▶ **Work required**: Could you reproduce the records below line for line, leaving the pictures out of your answer?

▶ **Task material**:
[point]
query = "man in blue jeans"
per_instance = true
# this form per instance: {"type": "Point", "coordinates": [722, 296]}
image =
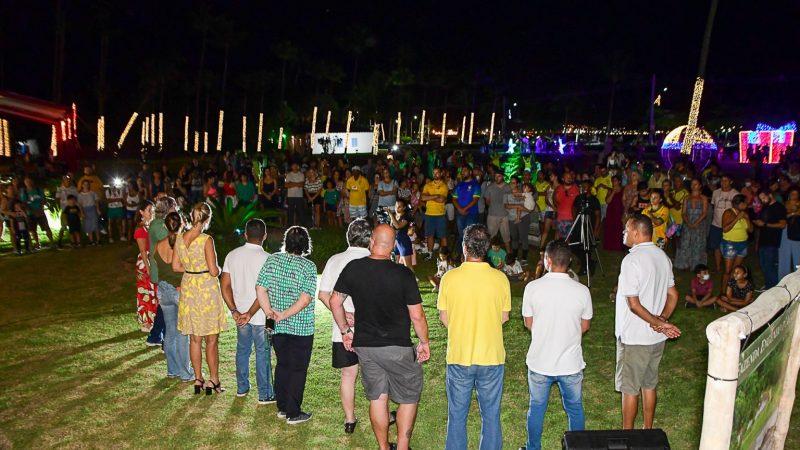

▶ **Problem solution**:
[point]
query = "man in blue jeans"
per_instance = true
# this form per instance: {"type": "Point", "coordinates": [722, 296]}
image =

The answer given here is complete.